▶ **The task**: Down to the last line, reproduce the data that follows, but skip the pictures.

[Natural-language object grounding data]
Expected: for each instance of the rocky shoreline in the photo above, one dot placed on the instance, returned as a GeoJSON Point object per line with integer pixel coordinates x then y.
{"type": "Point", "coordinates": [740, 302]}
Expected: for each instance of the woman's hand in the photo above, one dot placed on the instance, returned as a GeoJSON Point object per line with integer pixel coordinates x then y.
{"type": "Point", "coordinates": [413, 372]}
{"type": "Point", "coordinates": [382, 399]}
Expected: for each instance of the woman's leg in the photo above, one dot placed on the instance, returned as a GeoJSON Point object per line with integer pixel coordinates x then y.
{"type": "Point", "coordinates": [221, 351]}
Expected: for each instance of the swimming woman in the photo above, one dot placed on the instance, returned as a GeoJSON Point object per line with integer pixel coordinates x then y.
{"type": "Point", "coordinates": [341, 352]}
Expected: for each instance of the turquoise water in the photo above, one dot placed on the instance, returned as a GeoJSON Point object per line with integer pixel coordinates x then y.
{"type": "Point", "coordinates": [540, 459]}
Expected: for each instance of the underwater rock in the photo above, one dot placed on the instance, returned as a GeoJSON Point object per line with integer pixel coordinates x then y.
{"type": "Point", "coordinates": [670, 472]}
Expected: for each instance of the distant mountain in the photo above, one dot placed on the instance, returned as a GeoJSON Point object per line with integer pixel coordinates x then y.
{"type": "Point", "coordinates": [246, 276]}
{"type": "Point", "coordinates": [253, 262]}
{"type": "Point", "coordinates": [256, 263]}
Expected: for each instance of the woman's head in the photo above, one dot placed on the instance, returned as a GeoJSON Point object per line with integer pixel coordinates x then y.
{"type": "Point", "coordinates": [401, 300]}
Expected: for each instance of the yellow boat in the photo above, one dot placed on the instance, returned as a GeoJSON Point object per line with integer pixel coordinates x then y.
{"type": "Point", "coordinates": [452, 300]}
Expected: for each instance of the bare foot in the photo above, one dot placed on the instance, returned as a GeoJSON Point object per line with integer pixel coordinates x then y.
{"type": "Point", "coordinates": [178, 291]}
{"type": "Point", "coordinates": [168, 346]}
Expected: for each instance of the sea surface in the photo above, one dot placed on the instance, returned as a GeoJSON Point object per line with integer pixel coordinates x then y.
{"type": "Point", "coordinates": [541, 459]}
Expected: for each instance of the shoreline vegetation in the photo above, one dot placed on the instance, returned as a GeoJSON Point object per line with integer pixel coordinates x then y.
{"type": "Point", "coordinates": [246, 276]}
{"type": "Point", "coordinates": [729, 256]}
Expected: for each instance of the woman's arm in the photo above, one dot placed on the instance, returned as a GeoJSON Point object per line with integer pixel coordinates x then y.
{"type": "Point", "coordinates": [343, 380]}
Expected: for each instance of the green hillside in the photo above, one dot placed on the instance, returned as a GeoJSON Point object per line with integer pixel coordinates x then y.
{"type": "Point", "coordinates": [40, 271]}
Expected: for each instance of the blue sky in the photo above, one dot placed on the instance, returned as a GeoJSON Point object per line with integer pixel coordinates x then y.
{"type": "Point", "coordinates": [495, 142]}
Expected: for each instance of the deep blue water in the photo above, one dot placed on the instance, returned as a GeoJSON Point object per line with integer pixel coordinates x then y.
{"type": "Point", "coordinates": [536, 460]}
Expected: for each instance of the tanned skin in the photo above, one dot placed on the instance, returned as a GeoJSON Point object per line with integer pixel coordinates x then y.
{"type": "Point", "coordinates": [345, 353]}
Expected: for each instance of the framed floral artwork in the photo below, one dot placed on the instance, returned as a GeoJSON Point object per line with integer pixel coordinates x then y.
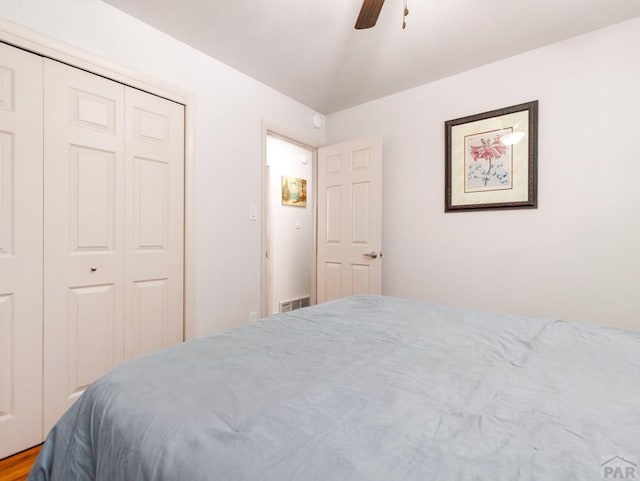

▶ **Task output**:
Expected: for each instance of the rocky shoreline in the photo above, one dot placed on the instance, returned as a GeoJSON Point object per line with integer pixel coordinates x then y.
{"type": "Point", "coordinates": [740, 302]}
Expected: for each instance of the woman's hand in the photo above, one dot placed on the instance, returned as a GeoJSON Point object per line with integer pixel coordinates x then y.
{"type": "Point", "coordinates": [413, 372]}
{"type": "Point", "coordinates": [382, 399]}
Expected: for each instance of the woman's leg in the photo above, one dot placed on the instance, returned as a GeoJSON Point object per line with integer pixel coordinates x then y.
{"type": "Point", "coordinates": [221, 351]}
Expected: for each instance of the swimming woman in the photo above, one dot placed on the instance, returned as a GeoJSON Point object per line with integer pixel coordinates x then y.
{"type": "Point", "coordinates": [341, 352]}
Expected: for each instance of the turquoise water in the photo above, one dot placed on the instance, returned as a GeoJSON Point object per line with integer pixel coordinates x then y.
{"type": "Point", "coordinates": [540, 459]}
Expected: for each instance of the underwater rock in the photo above, one dot placed on the instance, returned as a GeoJSON Point object per line with integer pixel coordinates x then y.
{"type": "Point", "coordinates": [670, 472]}
Expected: for each instance of the distant mountain in the photo above, one dot placed on the instance, returned as a GeoJSON Point object per line with integer pixel coordinates x then y.
{"type": "Point", "coordinates": [246, 276]}
{"type": "Point", "coordinates": [253, 262]}
{"type": "Point", "coordinates": [256, 263]}
Expected: for each instance of the woman's head in the photo above, one dot placed on the instance, returned as a GeoJSON Point object per line with integer pixel coordinates x then y.
{"type": "Point", "coordinates": [401, 300]}
Expected: for each instance of the yellow boat in the photo above, one dot placed on the instance, returned as a GeoJSON Point object per line with integer pixel coordinates x then y.
{"type": "Point", "coordinates": [452, 300]}
Expected: for each instance of the bare foot in the photo above, one dot placed on the instance, returned as a GeoJSON Point object per line with integer pixel coordinates x then y.
{"type": "Point", "coordinates": [178, 291]}
{"type": "Point", "coordinates": [168, 346]}
Expected: for each instance of the sea surface in the photo above, one dot placed on the instance, returned as a GeoJSON Point object per line with integer pixel coordinates x then y.
{"type": "Point", "coordinates": [541, 459]}
Expected: for each instance of the shoreline vegetation in the photo above, one dot placed on the instance, returned as a GeoJSON Point object per line with integer pixel coordinates x then y.
{"type": "Point", "coordinates": [246, 276]}
{"type": "Point", "coordinates": [729, 256]}
Expected: for each instance of the woman's arm in the photo above, one dot placed on the instance, returned as a GeoJSON Point object per line with integer pixel coordinates x then y.
{"type": "Point", "coordinates": [343, 380]}
Expected: for each instance of the green hillside in the photo above, one dot placed on the instance, returned as a GeoJSON Point object per line with integer pixel coordinates x then y.
{"type": "Point", "coordinates": [40, 271]}
Expected: for each instance of the blue sky in the photo above, one dot placed on the instance, returned as a GeoJSON Point object per line with integer pixel coordinates x then y.
{"type": "Point", "coordinates": [495, 142]}
Expected: for each instance of the deep blue water in the photo above, one dot placed on the instance, returned as a GeoJSON Point object per line with integer pixel coordinates x then y.
{"type": "Point", "coordinates": [536, 460]}
Expected: for each instance of the tanned skin in the photo above, one dot placed on the instance, returned as a GeoJSON Point object per line with integer pixel coordinates x then y.
{"type": "Point", "coordinates": [345, 353]}
Expected: for each instance of the framed floral artwork in the photo below, one dot placed on the instance, returned as a GeoJSON Point object per line with integer pixel coordinates x then y.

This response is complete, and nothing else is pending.